Set task
Identify each line in the rows below that contains the string "blue", and copy every such line in full.

════

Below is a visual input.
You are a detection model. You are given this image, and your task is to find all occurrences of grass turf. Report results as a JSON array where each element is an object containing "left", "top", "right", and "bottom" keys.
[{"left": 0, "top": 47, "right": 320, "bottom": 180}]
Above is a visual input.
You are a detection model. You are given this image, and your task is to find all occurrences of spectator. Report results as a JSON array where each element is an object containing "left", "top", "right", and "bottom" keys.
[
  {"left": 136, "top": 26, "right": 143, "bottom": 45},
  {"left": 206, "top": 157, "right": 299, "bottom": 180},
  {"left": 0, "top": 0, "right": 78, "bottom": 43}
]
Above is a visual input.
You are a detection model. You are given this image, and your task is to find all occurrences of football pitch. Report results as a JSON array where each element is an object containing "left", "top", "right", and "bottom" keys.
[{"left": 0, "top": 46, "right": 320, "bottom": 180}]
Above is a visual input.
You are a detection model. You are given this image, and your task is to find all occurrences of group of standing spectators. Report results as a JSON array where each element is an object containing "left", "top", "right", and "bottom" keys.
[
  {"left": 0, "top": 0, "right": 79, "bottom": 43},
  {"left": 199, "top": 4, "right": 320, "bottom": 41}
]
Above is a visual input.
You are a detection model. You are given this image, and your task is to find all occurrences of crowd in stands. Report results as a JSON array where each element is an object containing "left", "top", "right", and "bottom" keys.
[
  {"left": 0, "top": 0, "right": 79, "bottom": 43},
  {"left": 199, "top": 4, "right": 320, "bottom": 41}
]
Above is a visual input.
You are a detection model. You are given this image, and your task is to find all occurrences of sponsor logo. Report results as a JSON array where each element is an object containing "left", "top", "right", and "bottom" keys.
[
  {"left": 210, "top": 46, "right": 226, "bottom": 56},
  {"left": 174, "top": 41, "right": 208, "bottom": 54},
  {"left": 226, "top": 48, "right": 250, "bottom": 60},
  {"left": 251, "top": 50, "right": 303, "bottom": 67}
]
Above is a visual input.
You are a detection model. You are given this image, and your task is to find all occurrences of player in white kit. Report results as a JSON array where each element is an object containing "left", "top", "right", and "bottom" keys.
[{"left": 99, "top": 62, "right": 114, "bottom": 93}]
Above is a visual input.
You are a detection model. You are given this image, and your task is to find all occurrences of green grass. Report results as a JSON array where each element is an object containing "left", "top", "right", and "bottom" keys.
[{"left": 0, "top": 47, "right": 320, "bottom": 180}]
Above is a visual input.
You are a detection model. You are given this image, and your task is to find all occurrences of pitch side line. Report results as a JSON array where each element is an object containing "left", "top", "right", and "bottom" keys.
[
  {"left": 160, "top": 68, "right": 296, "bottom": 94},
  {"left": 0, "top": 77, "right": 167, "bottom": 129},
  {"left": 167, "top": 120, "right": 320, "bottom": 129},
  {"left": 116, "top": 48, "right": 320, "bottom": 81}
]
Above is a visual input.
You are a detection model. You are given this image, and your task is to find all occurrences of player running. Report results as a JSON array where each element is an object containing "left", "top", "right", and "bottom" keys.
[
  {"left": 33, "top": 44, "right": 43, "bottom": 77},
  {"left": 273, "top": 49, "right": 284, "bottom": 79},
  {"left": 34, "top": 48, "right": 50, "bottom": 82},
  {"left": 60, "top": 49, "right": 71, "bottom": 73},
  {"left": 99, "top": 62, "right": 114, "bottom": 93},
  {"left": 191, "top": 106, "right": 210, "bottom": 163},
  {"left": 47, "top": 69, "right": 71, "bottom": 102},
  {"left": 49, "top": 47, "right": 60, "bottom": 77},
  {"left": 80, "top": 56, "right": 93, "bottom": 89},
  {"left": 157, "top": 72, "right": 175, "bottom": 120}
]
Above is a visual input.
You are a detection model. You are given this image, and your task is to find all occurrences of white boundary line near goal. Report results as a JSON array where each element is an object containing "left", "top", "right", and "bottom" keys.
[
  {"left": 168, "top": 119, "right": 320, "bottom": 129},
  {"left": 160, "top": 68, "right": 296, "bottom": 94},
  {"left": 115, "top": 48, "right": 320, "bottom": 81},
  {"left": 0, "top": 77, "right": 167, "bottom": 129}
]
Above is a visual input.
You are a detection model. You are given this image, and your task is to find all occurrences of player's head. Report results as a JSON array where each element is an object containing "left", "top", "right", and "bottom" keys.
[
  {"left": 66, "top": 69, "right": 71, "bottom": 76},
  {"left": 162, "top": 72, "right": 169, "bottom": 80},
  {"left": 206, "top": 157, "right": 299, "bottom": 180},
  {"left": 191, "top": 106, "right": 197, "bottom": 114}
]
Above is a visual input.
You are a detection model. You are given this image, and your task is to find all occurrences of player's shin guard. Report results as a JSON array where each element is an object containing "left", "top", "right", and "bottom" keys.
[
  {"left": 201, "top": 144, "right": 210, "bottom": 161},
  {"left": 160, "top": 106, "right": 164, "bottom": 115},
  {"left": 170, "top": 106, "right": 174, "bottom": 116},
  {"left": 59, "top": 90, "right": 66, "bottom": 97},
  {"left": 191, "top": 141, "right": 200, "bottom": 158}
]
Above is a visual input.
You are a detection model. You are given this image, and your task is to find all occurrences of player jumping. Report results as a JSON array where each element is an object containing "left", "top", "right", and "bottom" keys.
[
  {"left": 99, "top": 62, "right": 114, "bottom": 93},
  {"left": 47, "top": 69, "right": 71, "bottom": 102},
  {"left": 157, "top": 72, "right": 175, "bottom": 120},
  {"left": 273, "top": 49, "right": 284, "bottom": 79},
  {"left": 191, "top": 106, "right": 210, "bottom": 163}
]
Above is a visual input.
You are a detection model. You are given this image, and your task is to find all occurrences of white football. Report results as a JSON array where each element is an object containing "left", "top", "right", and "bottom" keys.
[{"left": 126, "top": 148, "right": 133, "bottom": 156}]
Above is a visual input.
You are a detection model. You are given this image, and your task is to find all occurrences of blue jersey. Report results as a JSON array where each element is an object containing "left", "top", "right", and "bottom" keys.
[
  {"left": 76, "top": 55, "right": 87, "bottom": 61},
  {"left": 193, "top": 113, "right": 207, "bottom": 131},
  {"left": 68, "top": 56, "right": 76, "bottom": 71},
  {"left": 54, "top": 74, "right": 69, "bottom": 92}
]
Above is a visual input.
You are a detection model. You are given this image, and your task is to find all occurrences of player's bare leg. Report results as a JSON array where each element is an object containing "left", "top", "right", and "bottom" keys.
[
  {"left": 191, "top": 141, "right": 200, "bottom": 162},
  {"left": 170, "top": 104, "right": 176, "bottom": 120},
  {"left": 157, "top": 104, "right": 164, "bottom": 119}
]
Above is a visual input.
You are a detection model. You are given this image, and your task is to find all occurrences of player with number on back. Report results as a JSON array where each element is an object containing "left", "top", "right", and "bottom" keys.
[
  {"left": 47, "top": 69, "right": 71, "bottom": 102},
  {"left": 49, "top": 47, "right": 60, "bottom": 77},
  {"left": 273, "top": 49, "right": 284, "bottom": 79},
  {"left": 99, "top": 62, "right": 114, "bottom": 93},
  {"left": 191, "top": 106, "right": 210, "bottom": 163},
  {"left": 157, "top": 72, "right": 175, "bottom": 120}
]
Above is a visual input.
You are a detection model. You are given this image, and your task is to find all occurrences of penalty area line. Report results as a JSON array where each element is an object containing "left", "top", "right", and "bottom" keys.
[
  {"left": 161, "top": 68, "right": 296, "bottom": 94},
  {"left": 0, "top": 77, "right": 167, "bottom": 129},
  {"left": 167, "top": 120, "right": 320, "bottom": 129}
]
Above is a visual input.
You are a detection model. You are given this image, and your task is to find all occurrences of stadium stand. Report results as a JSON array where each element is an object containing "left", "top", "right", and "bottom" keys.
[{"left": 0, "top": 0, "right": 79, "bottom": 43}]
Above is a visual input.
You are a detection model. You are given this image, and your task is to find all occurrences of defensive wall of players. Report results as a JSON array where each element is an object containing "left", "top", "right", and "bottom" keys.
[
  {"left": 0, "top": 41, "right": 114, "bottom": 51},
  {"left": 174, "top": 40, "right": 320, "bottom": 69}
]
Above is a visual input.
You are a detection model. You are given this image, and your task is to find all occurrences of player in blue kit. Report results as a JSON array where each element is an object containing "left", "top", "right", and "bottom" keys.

════

Answer below
You are a detection model. You are given this image, and your task is to find all occurrences of blue jersey. Report results as a JSON array where each element is an object containing "left", "top", "right", and "bottom" keys.
You are a detection model. You are given this image, and your task is to find all occurrences of player in blue kit. Report results as a JSON array where each element is an object containing "left", "top", "right", and "bottom" keys.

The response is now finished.